## Exercise
Decide whether each statement below agrees with the piece on abortion ads on TV, answering yes or no and quoting the words of the piece that settle it.
1. Tobacco advertising was outlawed about ten years earlier.
2. BPAS and Marie Stopes get most of their income from public charitable giving.
3. The NHS is financed by government.

## Source extract
= = = =

Abortion ads on TV – courtesy of the taxpayer
It is curious that, at a time when all advertising for cigarettes and tobacco is banned from our TV screens in order to avoid promoting and propagating the habit, we should move towards permitting advertisements for abortion. Only a decade ago, HM Government (spurred on by EU directive) outlawed tobacco advertising in order to mitigate the detrimental effects on the nation’s health. Why is lung cancer of a higher political priority than mental health? Is the life of an emphysemic pensioner worth more than the child in the womb?
Ah, yes. Of course it is.
For Parliament has decreed it so.
But if there is deemed to be statistical correlation between advertising and an increase in the uptake of smoking, how can there not be a causal link between advertising and increased numbers seeking abortion? And surely there must be, for why else would ‘charities’ like BPAS and Marie Stopes wish to spend millions on such advertising? And His Grace refers to ‘charities’ because he was under the impression that such organisations act benevolently and often voluntarily, frequently dependent on public charitable giving. BPAS and Maries Stopes obtain much of their incomes (amounting to tens of millions of pounds) from their ‘partnership’ with the NHS. The NHS is financed by government: government is financed by the taxpayer: the taxpayer is you. Ergo, you are paying for BPAS and Marie Stopes to promote their ‘post-conception advisory services’.

= = = =

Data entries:
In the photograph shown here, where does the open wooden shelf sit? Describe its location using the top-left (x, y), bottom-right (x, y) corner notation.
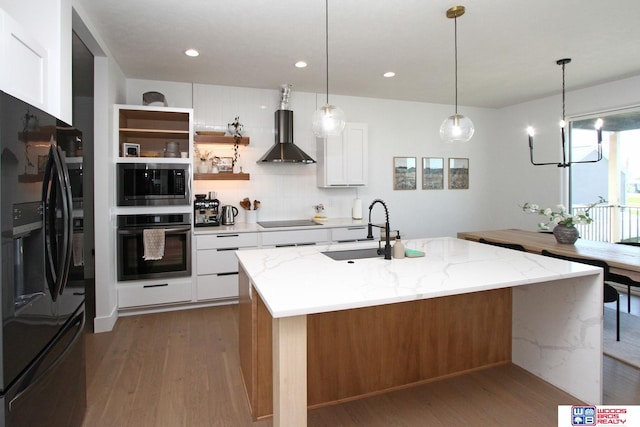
top-left (18, 173), bottom-right (44, 182)
top-left (120, 128), bottom-right (189, 139)
top-left (193, 172), bottom-right (250, 181)
top-left (194, 132), bottom-right (249, 145)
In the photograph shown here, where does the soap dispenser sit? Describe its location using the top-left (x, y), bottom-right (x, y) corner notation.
top-left (393, 230), bottom-right (404, 258)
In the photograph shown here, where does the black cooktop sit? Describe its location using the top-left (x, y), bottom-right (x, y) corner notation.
top-left (258, 219), bottom-right (320, 228)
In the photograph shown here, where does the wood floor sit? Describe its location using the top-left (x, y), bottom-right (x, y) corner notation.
top-left (84, 306), bottom-right (640, 427)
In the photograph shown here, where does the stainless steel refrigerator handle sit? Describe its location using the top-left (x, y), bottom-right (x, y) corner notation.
top-left (9, 311), bottom-right (85, 410)
top-left (42, 142), bottom-right (73, 301)
top-left (54, 145), bottom-right (73, 295)
top-left (42, 145), bottom-right (58, 301)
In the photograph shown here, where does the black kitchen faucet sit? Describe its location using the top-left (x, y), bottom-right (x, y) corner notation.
top-left (367, 199), bottom-right (391, 259)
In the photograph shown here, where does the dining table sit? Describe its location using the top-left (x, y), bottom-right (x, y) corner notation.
top-left (457, 228), bottom-right (640, 282)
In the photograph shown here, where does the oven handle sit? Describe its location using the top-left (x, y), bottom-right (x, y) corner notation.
top-left (118, 226), bottom-right (191, 235)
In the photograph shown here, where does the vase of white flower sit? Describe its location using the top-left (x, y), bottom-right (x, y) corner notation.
top-left (553, 224), bottom-right (580, 245)
top-left (522, 197), bottom-right (606, 244)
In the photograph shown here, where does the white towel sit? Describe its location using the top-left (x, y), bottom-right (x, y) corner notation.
top-left (142, 228), bottom-right (164, 261)
top-left (72, 233), bottom-right (84, 267)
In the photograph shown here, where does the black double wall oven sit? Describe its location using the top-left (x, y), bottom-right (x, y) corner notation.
top-left (118, 163), bottom-right (191, 206)
top-left (118, 213), bottom-right (191, 281)
top-left (117, 162), bottom-right (191, 281)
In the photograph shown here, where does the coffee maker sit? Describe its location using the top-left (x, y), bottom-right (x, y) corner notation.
top-left (193, 191), bottom-right (220, 227)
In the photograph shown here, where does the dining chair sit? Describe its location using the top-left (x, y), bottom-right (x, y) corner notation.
top-left (478, 237), bottom-right (525, 252)
top-left (614, 242), bottom-right (640, 313)
top-left (542, 249), bottom-right (620, 341)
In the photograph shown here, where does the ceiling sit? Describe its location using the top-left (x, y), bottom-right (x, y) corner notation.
top-left (78, 0), bottom-right (640, 108)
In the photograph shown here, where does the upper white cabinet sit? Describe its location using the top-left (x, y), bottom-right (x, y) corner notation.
top-left (0, 9), bottom-right (49, 111)
top-left (114, 105), bottom-right (193, 163)
top-left (317, 123), bottom-right (369, 188)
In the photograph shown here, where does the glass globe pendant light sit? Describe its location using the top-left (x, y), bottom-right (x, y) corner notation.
top-left (311, 0), bottom-right (346, 138)
top-left (440, 6), bottom-right (475, 142)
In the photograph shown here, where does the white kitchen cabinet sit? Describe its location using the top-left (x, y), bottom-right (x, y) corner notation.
top-left (113, 105), bottom-right (193, 163)
top-left (196, 233), bottom-right (259, 301)
top-left (316, 123), bottom-right (369, 188)
top-left (0, 9), bottom-right (50, 111)
top-left (118, 277), bottom-right (193, 309)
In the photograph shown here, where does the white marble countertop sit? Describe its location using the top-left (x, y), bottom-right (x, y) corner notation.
top-left (236, 237), bottom-right (600, 318)
top-left (193, 218), bottom-right (367, 235)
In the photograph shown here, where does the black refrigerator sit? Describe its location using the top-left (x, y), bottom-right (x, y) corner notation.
top-left (0, 92), bottom-right (86, 427)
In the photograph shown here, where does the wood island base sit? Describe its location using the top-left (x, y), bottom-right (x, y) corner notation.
top-left (239, 268), bottom-right (512, 425)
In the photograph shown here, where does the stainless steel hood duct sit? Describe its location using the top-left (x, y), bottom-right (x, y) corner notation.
top-left (258, 85), bottom-right (316, 163)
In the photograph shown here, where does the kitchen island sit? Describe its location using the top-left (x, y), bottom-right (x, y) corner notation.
top-left (236, 238), bottom-right (602, 426)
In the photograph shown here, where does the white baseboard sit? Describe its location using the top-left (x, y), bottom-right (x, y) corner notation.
top-left (93, 307), bottom-right (118, 334)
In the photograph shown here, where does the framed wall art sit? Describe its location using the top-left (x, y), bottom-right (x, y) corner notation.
top-left (218, 157), bottom-right (233, 173)
top-left (449, 158), bottom-right (469, 190)
top-left (422, 157), bottom-right (444, 190)
top-left (393, 157), bottom-right (417, 190)
top-left (122, 142), bottom-right (140, 157)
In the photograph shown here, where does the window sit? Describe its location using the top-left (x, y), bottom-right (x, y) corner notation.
top-left (569, 108), bottom-right (640, 242)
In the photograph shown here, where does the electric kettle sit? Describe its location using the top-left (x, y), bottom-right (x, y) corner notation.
top-left (222, 205), bottom-right (238, 225)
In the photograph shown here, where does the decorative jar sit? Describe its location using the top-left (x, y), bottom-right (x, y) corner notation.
top-left (553, 224), bottom-right (580, 245)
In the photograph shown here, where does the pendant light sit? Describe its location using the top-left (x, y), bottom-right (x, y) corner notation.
top-left (311, 0), bottom-right (346, 138)
top-left (440, 6), bottom-right (475, 142)
top-left (527, 58), bottom-right (604, 168)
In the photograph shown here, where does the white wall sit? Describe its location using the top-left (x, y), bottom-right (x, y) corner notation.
top-left (69, 2), bottom-right (126, 332)
top-left (127, 80), bottom-right (495, 237)
top-left (127, 77), bottom-right (640, 241)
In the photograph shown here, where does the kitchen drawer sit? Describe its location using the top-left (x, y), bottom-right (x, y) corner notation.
top-left (262, 229), bottom-right (330, 246)
top-left (196, 273), bottom-right (238, 301)
top-left (331, 225), bottom-right (367, 242)
top-left (118, 280), bottom-right (191, 308)
top-left (196, 233), bottom-right (258, 250)
top-left (196, 249), bottom-right (244, 275)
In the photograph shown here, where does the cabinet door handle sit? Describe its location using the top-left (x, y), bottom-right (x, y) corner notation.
top-left (142, 283), bottom-right (169, 288)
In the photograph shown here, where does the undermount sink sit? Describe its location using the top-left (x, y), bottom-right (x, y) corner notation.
top-left (322, 248), bottom-right (382, 261)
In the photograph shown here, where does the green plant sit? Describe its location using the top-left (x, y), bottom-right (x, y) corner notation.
top-left (227, 116), bottom-right (244, 167)
top-left (522, 196), bottom-right (606, 230)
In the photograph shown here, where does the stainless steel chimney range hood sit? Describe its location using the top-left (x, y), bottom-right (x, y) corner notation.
top-left (258, 85), bottom-right (316, 164)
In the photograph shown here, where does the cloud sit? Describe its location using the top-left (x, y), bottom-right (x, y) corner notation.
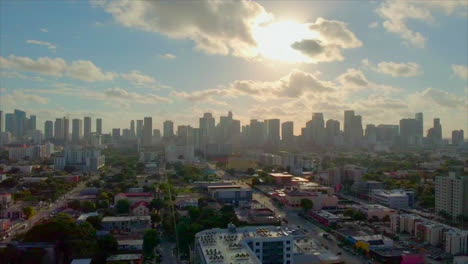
top-left (97, 0), bottom-right (268, 56)
top-left (160, 53), bottom-right (177, 60)
top-left (376, 0), bottom-right (468, 48)
top-left (291, 39), bottom-right (344, 62)
top-left (337, 69), bottom-right (369, 87)
top-left (66, 60), bottom-right (117, 82)
top-left (452, 64), bottom-right (468, 80)
top-left (420, 88), bottom-right (466, 108)
top-left (3, 90), bottom-right (49, 104)
top-left (376, 61), bottom-right (423, 77)
top-left (291, 17), bottom-right (362, 62)
top-left (26, 39), bottom-right (57, 52)
top-left (104, 88), bottom-right (172, 104)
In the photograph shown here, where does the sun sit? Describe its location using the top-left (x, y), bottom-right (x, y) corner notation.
top-left (253, 21), bottom-right (319, 63)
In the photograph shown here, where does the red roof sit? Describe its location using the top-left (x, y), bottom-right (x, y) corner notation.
top-left (117, 193), bottom-right (153, 197)
top-left (131, 201), bottom-right (149, 210)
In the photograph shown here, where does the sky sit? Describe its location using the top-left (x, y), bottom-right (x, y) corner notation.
top-left (0, 0), bottom-right (468, 137)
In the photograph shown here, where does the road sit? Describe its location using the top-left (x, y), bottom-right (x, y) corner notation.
top-left (253, 190), bottom-right (369, 264)
top-left (2, 176), bottom-right (93, 243)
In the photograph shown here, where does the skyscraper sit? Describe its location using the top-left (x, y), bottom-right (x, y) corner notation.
top-left (265, 119), bottom-right (280, 145)
top-left (452, 130), bottom-right (465, 146)
top-left (163, 120), bottom-right (174, 138)
top-left (281, 121), bottom-right (294, 142)
top-left (199, 113), bottom-right (216, 142)
top-left (54, 118), bottom-right (64, 141)
top-left (83, 116), bottom-right (91, 141)
top-left (141, 117), bottom-right (153, 146)
top-left (44, 120), bottom-right (54, 140)
top-left (130, 120), bottom-right (136, 137)
top-left (96, 118), bottom-right (102, 135)
top-left (72, 118), bottom-right (83, 144)
top-left (136, 120), bottom-right (143, 138)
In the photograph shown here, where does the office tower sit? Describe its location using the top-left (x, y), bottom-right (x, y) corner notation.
top-left (44, 120), bottom-right (54, 140)
top-left (5, 113), bottom-right (16, 136)
top-left (414, 113), bottom-right (424, 137)
top-left (265, 119), bottom-right (280, 145)
top-left (27, 115), bottom-right (36, 131)
top-left (400, 118), bottom-right (421, 145)
top-left (325, 119), bottom-right (342, 145)
top-left (435, 172), bottom-right (468, 219)
top-left (72, 118), bottom-right (83, 144)
top-left (112, 128), bottom-right (120, 143)
top-left (54, 118), bottom-right (63, 141)
top-left (63, 117), bottom-right (70, 143)
top-left (452, 130), bottom-right (465, 146)
top-left (163, 120), bottom-right (174, 138)
top-left (199, 113), bottom-right (216, 142)
top-left (136, 120), bottom-right (143, 138)
top-left (96, 118), bottom-right (102, 135)
top-left (141, 117), bottom-right (153, 146)
top-left (281, 121), bottom-right (294, 141)
top-left (130, 120), bottom-right (136, 137)
top-left (83, 116), bottom-right (91, 139)
top-left (344, 110), bottom-right (363, 145)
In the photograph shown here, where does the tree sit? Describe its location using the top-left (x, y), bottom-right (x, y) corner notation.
top-left (150, 198), bottom-right (164, 212)
top-left (115, 199), bottom-right (130, 214)
top-left (86, 215), bottom-right (102, 230)
top-left (301, 198), bottom-right (314, 212)
top-left (143, 229), bottom-right (159, 256)
top-left (23, 206), bottom-right (36, 219)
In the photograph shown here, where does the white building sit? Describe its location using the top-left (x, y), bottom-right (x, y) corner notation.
top-left (435, 172), bottom-right (468, 219)
top-left (371, 189), bottom-right (414, 209)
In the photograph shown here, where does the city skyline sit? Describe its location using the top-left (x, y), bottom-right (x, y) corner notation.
top-left (0, 1), bottom-right (468, 138)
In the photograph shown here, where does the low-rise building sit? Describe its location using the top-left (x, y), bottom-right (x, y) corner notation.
top-left (101, 215), bottom-right (151, 232)
top-left (371, 189), bottom-right (414, 209)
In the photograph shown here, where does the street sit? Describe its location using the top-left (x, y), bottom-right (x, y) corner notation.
top-left (253, 190), bottom-right (369, 264)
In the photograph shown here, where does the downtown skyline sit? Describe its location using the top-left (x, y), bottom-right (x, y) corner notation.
top-left (0, 1), bottom-right (468, 138)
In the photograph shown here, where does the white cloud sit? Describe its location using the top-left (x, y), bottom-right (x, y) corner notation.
top-left (104, 88), bottom-right (171, 104)
top-left (161, 53), bottom-right (177, 60)
top-left (26, 39), bottom-right (57, 52)
top-left (97, 0), bottom-right (267, 56)
top-left (452, 64), bottom-right (468, 80)
top-left (66, 60), bottom-right (116, 82)
top-left (376, 0), bottom-right (468, 48)
top-left (291, 17), bottom-right (362, 62)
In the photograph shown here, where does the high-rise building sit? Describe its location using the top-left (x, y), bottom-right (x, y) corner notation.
top-left (136, 120), bottom-right (143, 139)
top-left (435, 172), bottom-right (468, 219)
top-left (130, 120), bottom-right (136, 137)
top-left (96, 118), bottom-right (102, 135)
top-left (44, 120), bottom-right (54, 140)
top-left (265, 119), bottom-right (280, 145)
top-left (141, 117), bottom-right (153, 146)
top-left (63, 117), bottom-right (70, 143)
top-left (199, 113), bottom-right (216, 142)
top-left (72, 118), bottom-right (83, 144)
top-left (415, 113), bottom-right (424, 138)
top-left (163, 120), bottom-right (174, 138)
top-left (452, 129), bottom-right (465, 146)
top-left (54, 118), bottom-right (64, 141)
top-left (83, 116), bottom-right (91, 141)
top-left (400, 118), bottom-right (422, 145)
top-left (281, 121), bottom-right (294, 141)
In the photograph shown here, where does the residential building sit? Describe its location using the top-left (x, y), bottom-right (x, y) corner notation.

= = = =

## Response for this exercise
1. Yes: "Only a decade ago, HM Government (spurred on by EU directive) outlawed tobacco advertising"
2. No: "obtain much of their incomes (amounting to tens of millions of pounds) from their ‘partnership’ with the NHS"
3. Yes: "The NHS is financed by government"